_Task details_
In the records below, some lines hold the word "hillside". Copy each of those lines.

START Recorded data

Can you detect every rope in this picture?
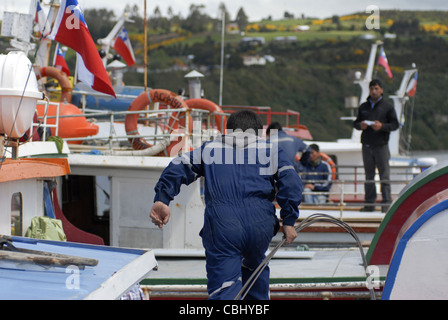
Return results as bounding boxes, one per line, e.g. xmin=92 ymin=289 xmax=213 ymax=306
xmin=234 ymin=213 xmax=376 ymax=300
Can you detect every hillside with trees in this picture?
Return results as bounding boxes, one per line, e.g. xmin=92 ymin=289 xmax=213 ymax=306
xmin=1 ymin=4 xmax=447 ymax=150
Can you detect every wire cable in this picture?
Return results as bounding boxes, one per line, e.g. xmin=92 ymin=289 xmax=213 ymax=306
xmin=235 ymin=213 xmax=376 ymax=300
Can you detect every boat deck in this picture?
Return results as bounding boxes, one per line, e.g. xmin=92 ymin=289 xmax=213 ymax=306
xmin=143 ymin=208 xmax=387 ymax=300
xmin=144 ymin=247 xmax=387 ymax=299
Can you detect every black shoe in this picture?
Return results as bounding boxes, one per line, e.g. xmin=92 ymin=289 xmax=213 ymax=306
xmin=360 ymin=206 xmax=375 ymax=212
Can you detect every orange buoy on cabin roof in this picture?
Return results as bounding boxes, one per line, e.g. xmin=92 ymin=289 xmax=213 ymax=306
xmin=36 ymin=102 xmax=99 ymax=144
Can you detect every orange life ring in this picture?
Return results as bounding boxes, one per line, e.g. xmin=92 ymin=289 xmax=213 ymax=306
xmin=320 ymin=152 xmax=337 ymax=181
xmin=36 ymin=66 xmax=72 ymax=103
xmin=185 ymin=98 xmax=227 ymax=133
xmin=125 ymin=89 xmax=190 ymax=156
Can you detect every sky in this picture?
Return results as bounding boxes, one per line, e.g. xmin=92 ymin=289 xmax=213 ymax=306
xmin=4 ymin=0 xmax=448 ymax=21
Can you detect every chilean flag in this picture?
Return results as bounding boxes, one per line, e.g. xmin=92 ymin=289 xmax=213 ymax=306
xmin=377 ymin=47 xmax=393 ymax=79
xmin=48 ymin=0 xmax=116 ymax=97
xmin=113 ymin=27 xmax=136 ymax=66
xmin=406 ymin=72 xmax=418 ymax=97
xmin=35 ymin=1 xmax=51 ymax=37
xmin=53 ymin=44 xmax=70 ymax=76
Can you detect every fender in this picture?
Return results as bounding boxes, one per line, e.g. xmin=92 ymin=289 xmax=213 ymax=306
xmin=185 ymin=98 xmax=227 ymax=133
xmin=125 ymin=89 xmax=190 ymax=156
xmin=320 ymin=152 xmax=337 ymax=181
xmin=36 ymin=66 xmax=73 ymax=103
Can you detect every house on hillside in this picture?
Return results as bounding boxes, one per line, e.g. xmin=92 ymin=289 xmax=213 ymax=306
xmin=243 ymin=55 xmax=275 ymax=66
xmin=241 ymin=37 xmax=266 ymax=46
xmin=274 ymin=36 xmax=297 ymax=43
xmin=227 ymin=23 xmax=240 ymax=34
xmin=294 ymin=25 xmax=310 ymax=32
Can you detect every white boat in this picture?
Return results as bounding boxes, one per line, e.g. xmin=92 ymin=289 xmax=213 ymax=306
xmin=0 ymin=50 xmax=156 ymax=300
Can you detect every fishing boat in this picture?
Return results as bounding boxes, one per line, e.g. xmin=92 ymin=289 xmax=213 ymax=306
xmin=0 ymin=42 xmax=156 ymax=301
xmin=2 ymin=0 xmax=447 ymax=300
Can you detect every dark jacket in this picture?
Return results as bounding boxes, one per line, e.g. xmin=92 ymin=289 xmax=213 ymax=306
xmin=353 ymin=96 xmax=399 ymax=146
xmin=301 ymin=159 xmax=332 ymax=192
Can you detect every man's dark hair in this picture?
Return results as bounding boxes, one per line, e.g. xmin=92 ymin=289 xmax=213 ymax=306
xmin=369 ymin=79 xmax=382 ymax=88
xmin=226 ymin=110 xmax=263 ymax=133
xmin=266 ymin=122 xmax=283 ymax=136
xmin=310 ymin=143 xmax=320 ymax=152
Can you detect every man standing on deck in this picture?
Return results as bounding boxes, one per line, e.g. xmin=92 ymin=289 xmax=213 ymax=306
xmin=149 ymin=110 xmax=302 ymax=300
xmin=354 ymin=79 xmax=399 ymax=212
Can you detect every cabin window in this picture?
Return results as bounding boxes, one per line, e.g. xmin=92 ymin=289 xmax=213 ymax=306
xmin=11 ymin=192 xmax=23 ymax=236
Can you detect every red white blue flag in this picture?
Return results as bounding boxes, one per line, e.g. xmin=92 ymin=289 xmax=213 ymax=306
xmin=48 ymin=0 xmax=116 ymax=97
xmin=377 ymin=47 xmax=393 ymax=79
xmin=406 ymin=71 xmax=418 ymax=97
xmin=53 ymin=44 xmax=70 ymax=76
xmin=113 ymin=27 xmax=136 ymax=66
xmin=35 ymin=1 xmax=51 ymax=36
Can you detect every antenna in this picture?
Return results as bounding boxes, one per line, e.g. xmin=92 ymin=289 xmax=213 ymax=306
xmin=1 ymin=11 xmax=35 ymax=55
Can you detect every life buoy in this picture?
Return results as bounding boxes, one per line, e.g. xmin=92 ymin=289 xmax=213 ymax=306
xmin=185 ymin=98 xmax=227 ymax=133
xmin=36 ymin=66 xmax=73 ymax=103
xmin=36 ymin=102 xmax=99 ymax=144
xmin=320 ymin=152 xmax=337 ymax=181
xmin=125 ymin=89 xmax=190 ymax=156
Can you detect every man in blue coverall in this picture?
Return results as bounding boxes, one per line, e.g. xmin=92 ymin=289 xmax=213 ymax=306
xmin=266 ymin=122 xmax=308 ymax=172
xmin=150 ymin=110 xmax=302 ymax=300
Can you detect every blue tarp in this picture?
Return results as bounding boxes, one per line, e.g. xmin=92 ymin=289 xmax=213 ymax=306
xmin=0 ymin=236 xmax=156 ymax=300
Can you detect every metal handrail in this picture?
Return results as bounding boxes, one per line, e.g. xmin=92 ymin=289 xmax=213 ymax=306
xmin=297 ymin=163 xmax=426 ymax=216
xmin=37 ymin=106 xmax=220 ymax=152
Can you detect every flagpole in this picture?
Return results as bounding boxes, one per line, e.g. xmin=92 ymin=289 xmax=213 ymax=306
xmin=219 ymin=11 xmax=225 ymax=106
xmin=144 ymin=0 xmax=148 ymax=91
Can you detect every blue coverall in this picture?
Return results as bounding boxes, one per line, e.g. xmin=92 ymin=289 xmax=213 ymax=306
xmin=154 ymin=132 xmax=302 ymax=300
xmin=267 ymin=130 xmax=308 ymax=172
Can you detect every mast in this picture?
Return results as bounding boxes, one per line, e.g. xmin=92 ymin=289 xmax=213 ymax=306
xmin=349 ymin=41 xmax=381 ymax=142
xmin=97 ymin=14 xmax=134 ymax=66
xmin=144 ymin=0 xmax=148 ymax=91
xmin=219 ymin=11 xmax=225 ymax=105
xmin=389 ymin=66 xmax=418 ymax=156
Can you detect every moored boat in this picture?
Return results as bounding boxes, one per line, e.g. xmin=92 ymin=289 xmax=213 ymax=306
xmin=2 ymin=0 xmax=447 ymax=301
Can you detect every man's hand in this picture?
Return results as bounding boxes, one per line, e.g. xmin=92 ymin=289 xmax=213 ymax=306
xmin=371 ymin=120 xmax=383 ymax=131
xmin=283 ymin=225 xmax=297 ymax=245
xmin=304 ymin=183 xmax=315 ymax=190
xmin=150 ymin=201 xmax=170 ymax=228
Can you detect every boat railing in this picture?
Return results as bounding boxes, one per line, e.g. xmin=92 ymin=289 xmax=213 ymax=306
xmin=32 ymin=103 xmax=427 ymax=218
xmin=34 ymin=104 xmax=228 ymax=154
xmin=297 ymin=164 xmax=426 ymax=217
xmin=30 ymin=99 xmax=60 ymax=141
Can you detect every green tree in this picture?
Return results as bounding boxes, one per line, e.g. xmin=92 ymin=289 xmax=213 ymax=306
xmin=236 ymin=7 xmax=249 ymax=32
xmin=182 ymin=4 xmax=210 ymax=33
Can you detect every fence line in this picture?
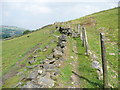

END Recorded data

_Response box_
Can you detect every hillside with trees in this picture?
Can you detect every house on hillside in this picture?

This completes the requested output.